Texte de la page:
Avis 20223143 Séance du 08/09/2022
Monsieur X a saisi la Commission d'accès aux documents administratifs, par courrier enregistré à son secrétariat le 10 mai 2022, à la suite du refus opposé par la directrice générale de SNCF Gares et Connexions à sa demande de communication, par voie dématérialisée, des documents suivants :
1) le contrat de concession portant sur le projet de transformation de la Gare du Nord, dont le numéro d’avis de marché est le X ;
2) le rapport d'analyse des offres remises pour le contrat de concession résilié selon les informations rendues publiques dans la presse ;
3) le rapport annuel de performance du pôle d'échange Multimodal Montpellier Sud de France, à compter de de la mise en service de la gare, soit en 2018, 2019, 2020 et 2021, établi en vertu de l’article 33 du décret n° 2015‐154 du 11 février 2015 par le titulaire du contrat de partenariat SAS X.
En l'absence de réponse de la part de la directrice générale de SNCF Gares et connexions, la Commission rappelle qu'une fois signés, les délégations de service public définies comme des contrats de concession de travaux ou de service au sens du code de la commande publique (L1121-1 à L1121-3) et les documents qui s'y rapportent sont des documents administratifs soumis au droit d'accès institué par le livre III du code des relations entre le public et l’administration. En conséquence, la communication à un candidat écarté des motifs ayant conduit à ne pas lui attribuer le contrat ne permet pas de refuser la communication de ces documents.

Travail demandé:
Extrayez de l'avis de la Commission, mot pour mot, le passage qui commence par « Avis 20223143 Séance » et se poursuit jusqu'à « partenariat SAS X. ».

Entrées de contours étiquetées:
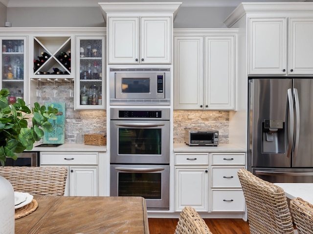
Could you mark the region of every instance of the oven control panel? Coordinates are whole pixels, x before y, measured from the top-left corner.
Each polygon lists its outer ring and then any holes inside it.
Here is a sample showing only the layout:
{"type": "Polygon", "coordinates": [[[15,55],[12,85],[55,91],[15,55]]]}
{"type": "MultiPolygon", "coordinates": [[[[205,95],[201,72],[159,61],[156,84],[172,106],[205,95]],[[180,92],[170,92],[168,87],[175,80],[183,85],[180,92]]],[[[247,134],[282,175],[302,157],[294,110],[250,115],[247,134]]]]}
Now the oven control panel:
{"type": "Polygon", "coordinates": [[[119,118],[161,118],[161,111],[118,111],[119,118]]]}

Réponse rédigée:
Avis 20223143 Séance du 08/09/2022
Monsieur X a saisi la Commission d'accès aux documents administratifs, par courrier enregistré à son secrétariat le 10 mai 2022, à la suite du refus opposé par la directrice générale de SNCF Gares et Connexions à sa demande de communication, par voie dématérialisée, des documents suivants :
1) le contrat de concession portant sur le projet de transformation de la Gare du Nord, dont le numéro d’avis de marché est le X ;
2) le rapport d'analyse des offres remises pour le contrat de concession résilié selon les informations rendues publiques dans la presse ;
3) le rapport annuel de performance du pôle d'échange Multimodal Montpellier Sud de France, à compter de de la mise en service de la gare, soit en 2018, 2019, 2020 et 2021, établi en vertu de l’article 33 du décret n° 2015‐154 du 11 février 2015 par le titulaire du contrat de partenariat SAS X.